═══ DATA LISTING

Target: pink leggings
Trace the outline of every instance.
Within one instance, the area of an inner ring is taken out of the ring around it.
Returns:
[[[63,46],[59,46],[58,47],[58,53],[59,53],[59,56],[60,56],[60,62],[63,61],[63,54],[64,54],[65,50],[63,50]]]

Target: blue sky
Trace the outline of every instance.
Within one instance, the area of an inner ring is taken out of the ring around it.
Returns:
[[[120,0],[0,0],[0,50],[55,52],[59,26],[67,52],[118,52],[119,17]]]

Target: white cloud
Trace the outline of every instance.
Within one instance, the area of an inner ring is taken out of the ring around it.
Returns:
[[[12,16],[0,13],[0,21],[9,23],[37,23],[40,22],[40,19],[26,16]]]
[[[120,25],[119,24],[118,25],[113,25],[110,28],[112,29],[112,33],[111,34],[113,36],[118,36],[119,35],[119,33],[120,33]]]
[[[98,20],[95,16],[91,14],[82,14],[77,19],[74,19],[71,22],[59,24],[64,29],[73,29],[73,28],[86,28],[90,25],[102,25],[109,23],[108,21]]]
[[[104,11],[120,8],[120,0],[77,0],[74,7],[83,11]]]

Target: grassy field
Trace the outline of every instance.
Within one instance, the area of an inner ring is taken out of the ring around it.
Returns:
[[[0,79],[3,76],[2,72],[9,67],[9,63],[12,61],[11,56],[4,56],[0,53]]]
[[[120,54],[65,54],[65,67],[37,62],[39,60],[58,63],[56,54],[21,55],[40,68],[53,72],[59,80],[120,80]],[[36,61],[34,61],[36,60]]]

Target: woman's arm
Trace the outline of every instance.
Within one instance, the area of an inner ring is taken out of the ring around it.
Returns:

══════

GIVEN INSTRUCTION:
Rewrite the data starting at the line containing "Target: grassy field" and ending at the end of the data, putting "boundary" in place of "outline" and leaving everything else as it is.

THE ANSWER:
Target: grassy field
Trace the boundary of every instance.
Within one instance, the area of an inner ring is taken out of the ring around it.
Returns:
[[[0,79],[3,76],[2,72],[9,67],[9,63],[12,61],[11,56],[4,56],[0,53]]]
[[[120,54],[65,54],[65,67],[37,62],[39,60],[58,63],[56,54],[21,55],[40,68],[53,72],[59,80],[120,80]],[[36,61],[34,61],[36,60]]]

Target: woman's arm
Trace the boundary of every instance.
Within one instance, the area of an inner ring is taken out of the ring around it.
Returns:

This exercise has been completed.